** AIM OF THE TASK **
Everything from the line that contains "Query: exterior spotlight" through the last line of the listing must be copied exactly, with both of those lines included and no others.

======== GIVEN DATA ========

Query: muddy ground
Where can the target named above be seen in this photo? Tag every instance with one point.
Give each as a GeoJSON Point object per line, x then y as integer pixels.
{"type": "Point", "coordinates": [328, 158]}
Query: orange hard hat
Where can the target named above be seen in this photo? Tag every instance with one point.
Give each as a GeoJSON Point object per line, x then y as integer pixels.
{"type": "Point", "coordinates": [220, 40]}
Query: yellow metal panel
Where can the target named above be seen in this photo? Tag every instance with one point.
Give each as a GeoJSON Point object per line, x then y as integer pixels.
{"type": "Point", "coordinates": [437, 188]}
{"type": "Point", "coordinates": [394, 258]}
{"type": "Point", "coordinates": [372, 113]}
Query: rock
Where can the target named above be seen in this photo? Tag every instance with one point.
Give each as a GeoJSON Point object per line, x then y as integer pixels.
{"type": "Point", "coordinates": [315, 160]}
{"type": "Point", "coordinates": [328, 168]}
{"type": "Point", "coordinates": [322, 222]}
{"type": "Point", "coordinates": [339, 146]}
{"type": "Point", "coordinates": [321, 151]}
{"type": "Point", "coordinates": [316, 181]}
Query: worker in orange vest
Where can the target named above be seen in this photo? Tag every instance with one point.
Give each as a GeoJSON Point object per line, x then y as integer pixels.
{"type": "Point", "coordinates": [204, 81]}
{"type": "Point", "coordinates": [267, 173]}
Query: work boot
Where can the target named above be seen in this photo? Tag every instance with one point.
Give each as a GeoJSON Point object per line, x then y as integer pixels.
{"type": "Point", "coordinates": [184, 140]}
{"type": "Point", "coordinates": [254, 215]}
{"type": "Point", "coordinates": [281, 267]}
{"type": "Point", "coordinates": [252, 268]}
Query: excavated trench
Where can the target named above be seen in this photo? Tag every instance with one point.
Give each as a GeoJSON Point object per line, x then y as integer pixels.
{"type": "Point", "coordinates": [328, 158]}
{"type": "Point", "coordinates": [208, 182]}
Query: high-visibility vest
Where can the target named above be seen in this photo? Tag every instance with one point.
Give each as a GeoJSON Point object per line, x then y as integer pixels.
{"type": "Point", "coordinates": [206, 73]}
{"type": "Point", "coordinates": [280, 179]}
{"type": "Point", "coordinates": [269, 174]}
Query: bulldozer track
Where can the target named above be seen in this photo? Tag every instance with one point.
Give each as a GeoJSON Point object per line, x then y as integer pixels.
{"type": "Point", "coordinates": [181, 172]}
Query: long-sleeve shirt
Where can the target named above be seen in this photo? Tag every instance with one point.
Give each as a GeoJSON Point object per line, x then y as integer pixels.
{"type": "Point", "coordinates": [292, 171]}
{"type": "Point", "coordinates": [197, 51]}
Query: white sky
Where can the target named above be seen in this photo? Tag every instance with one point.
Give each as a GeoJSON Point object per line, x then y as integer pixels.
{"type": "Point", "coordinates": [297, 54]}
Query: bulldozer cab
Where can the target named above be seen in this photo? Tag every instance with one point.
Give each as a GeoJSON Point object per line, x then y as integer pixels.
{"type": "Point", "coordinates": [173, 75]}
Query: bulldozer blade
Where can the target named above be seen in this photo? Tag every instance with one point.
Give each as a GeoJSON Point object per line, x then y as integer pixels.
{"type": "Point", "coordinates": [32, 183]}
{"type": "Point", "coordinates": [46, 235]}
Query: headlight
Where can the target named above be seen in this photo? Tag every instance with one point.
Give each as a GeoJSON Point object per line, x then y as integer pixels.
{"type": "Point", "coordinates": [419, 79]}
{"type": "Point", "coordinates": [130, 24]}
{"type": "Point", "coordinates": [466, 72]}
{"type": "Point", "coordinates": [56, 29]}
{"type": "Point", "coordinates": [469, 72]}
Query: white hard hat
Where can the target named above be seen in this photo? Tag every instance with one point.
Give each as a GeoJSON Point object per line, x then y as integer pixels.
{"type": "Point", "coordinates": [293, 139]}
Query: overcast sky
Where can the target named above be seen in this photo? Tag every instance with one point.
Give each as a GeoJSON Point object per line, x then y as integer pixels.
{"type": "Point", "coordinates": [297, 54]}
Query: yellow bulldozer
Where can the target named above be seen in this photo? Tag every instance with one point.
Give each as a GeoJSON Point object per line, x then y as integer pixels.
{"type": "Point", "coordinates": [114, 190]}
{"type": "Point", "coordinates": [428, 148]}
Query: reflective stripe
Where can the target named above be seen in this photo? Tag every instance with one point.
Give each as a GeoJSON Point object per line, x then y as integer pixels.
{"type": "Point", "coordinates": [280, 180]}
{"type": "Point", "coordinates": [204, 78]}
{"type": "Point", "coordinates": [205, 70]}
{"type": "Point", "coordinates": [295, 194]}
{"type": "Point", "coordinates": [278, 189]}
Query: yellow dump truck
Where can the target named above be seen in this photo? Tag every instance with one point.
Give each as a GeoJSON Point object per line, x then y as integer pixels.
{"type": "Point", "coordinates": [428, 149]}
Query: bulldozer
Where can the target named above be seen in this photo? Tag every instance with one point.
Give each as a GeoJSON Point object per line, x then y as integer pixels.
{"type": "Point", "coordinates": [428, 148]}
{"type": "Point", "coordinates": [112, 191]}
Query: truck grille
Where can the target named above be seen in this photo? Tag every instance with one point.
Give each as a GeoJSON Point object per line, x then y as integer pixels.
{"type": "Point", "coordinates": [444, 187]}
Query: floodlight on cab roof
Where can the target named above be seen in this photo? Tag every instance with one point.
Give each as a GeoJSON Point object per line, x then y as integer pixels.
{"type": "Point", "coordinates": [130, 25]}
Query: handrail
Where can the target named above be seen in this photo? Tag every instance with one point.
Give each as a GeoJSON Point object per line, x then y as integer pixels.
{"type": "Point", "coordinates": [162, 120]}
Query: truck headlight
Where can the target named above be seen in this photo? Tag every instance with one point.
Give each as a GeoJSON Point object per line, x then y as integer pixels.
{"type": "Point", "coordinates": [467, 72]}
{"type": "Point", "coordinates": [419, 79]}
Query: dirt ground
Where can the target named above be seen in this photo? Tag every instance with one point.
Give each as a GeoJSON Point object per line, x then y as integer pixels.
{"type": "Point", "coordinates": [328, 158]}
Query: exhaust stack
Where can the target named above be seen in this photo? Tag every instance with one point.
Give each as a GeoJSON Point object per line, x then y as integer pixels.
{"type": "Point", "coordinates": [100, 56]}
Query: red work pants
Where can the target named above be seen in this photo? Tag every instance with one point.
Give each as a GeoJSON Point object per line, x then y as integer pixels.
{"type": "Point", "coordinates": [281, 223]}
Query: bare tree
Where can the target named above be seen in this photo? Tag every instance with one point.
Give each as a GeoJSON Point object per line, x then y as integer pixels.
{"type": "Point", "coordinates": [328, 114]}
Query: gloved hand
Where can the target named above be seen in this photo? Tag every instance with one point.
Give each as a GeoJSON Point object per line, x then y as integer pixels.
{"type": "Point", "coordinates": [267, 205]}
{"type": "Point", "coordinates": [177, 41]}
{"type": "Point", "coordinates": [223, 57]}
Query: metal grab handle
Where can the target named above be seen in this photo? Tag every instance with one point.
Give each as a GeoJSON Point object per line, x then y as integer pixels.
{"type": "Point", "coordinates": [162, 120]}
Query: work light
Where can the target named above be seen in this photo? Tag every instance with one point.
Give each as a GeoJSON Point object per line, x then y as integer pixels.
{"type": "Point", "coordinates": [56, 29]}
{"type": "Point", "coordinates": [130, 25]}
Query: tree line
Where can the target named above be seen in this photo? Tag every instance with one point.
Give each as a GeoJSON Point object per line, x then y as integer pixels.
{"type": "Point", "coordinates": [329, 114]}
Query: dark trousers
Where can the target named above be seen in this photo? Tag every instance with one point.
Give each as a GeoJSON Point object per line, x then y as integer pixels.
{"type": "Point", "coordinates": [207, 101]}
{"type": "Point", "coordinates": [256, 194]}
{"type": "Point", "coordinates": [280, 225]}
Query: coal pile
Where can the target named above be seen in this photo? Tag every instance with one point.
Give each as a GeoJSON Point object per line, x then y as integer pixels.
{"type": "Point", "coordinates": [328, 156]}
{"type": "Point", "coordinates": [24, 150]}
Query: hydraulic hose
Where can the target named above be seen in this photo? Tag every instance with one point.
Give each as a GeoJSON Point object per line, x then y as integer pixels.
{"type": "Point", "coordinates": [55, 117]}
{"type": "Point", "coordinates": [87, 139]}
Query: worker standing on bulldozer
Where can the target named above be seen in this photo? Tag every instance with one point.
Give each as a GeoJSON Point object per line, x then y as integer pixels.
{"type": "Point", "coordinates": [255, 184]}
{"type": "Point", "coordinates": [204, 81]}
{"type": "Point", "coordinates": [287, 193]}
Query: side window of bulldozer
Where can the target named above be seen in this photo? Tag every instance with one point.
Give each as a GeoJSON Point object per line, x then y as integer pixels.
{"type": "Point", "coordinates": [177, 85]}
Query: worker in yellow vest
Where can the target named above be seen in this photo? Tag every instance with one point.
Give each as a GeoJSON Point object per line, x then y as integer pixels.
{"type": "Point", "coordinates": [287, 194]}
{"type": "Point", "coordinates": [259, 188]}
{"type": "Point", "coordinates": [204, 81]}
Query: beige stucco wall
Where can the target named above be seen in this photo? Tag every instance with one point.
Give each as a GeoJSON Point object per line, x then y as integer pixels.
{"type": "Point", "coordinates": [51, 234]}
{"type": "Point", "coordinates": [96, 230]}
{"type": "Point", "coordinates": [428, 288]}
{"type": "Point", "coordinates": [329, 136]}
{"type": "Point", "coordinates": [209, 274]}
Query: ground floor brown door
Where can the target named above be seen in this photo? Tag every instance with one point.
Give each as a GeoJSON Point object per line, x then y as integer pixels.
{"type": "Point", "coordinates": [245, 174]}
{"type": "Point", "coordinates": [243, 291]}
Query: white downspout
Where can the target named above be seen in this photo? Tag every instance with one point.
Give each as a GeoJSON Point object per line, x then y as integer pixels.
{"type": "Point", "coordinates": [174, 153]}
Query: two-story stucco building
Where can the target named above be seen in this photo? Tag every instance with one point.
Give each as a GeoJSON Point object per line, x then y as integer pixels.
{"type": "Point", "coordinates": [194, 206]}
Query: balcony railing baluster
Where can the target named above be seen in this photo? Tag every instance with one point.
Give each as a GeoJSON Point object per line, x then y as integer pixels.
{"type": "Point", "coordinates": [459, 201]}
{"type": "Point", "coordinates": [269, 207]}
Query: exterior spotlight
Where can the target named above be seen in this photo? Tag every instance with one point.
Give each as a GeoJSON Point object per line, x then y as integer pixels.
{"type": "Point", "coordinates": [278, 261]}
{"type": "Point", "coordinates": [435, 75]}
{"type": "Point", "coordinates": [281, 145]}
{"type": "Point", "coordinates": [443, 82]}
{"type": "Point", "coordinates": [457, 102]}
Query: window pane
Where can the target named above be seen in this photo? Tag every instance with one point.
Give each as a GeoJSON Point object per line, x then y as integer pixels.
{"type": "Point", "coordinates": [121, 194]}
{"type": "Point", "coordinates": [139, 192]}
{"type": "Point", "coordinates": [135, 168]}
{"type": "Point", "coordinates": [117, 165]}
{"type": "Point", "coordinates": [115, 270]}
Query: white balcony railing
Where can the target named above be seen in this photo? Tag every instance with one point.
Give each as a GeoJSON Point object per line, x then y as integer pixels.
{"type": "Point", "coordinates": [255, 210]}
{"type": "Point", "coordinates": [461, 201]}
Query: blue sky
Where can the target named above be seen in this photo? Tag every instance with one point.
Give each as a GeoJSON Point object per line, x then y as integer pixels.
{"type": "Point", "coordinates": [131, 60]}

========

** ANSWER TO THE PROBLEM **
Query: exterior spotlight
Where can the target named above be seen in this photo? Tag every instance with one point.
Give each as a GeoJSON Point object per line, x then y as integer pixels.
{"type": "Point", "coordinates": [278, 261]}
{"type": "Point", "coordinates": [435, 75]}
{"type": "Point", "coordinates": [281, 145]}
{"type": "Point", "coordinates": [443, 82]}
{"type": "Point", "coordinates": [457, 102]}
Query: window pane
Where can the target named above be seen in this photo? Tag every instance with one point.
Give each as a GeoJSON Point object per line, x then y as integer pixels.
{"type": "Point", "coordinates": [121, 194]}
{"type": "Point", "coordinates": [139, 192]}
{"type": "Point", "coordinates": [135, 168]}
{"type": "Point", "coordinates": [117, 165]}
{"type": "Point", "coordinates": [115, 270]}
Query: white balcony railing
Where can the target named above be seen in this photo? Tag every instance with one point.
Give each as a GeoJSON Point object per line, x then y as integer pixels.
{"type": "Point", "coordinates": [255, 210]}
{"type": "Point", "coordinates": [461, 201]}
Query: blue sky
Where can the target named above be seen in this photo? Tag every instance with one point.
Give each as a GeoJSON Point object per line, x then y as integer pixels.
{"type": "Point", "coordinates": [131, 60]}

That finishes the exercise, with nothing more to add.